→ **Text passage**:
....................
We have thus shown that $\lim_{n \to \infty}F(x, n)$ exists and is positive for all values of $x$. Thus the function $\exp(x)$ is well defined and is positive for all values of $x$. In other words $\exp(x)$ is a function from $\mathbb{R}$ to $\mathbb{R}^{+}$. We next show that $$\exp(x + y) = \exp(x)\exp(y),\,\, \exp(-x) = 1/\exp(x)\tag{2}$$ for all $x, y$. It would be better if we first show $\exp(-x) = 1/\exp(x)$ for all $x$. Clearly this holds for $x = 0$ and from the nature of the relation it is sufficient to prove it for $x > 0$. Again the functions $F(x, n), G(x, n)$ help us in a very nice way.
....................
→ **Dataset section**:
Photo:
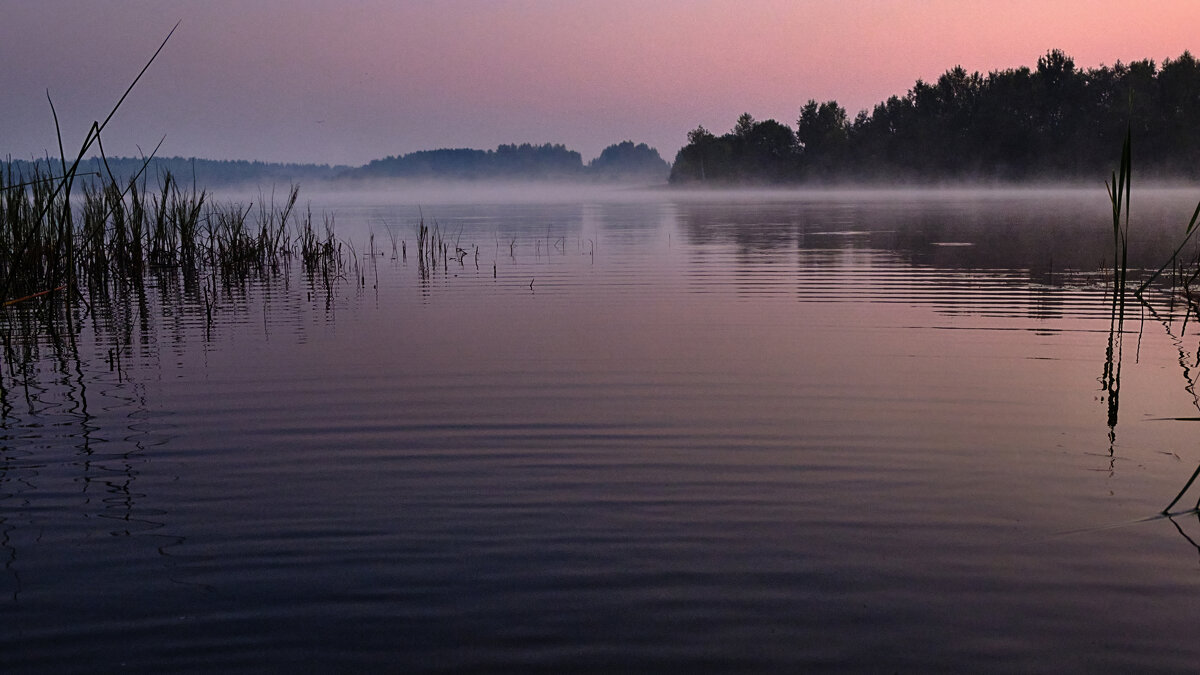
....................
→ **What to do**: According to the passage on the exponential function, which of the two relations labeled (2) is it better to prove first? The data above have no connection to the passage on the exponential function.

→ **Task answer**: The relation exp(−x) = 1/exp(x), for all x.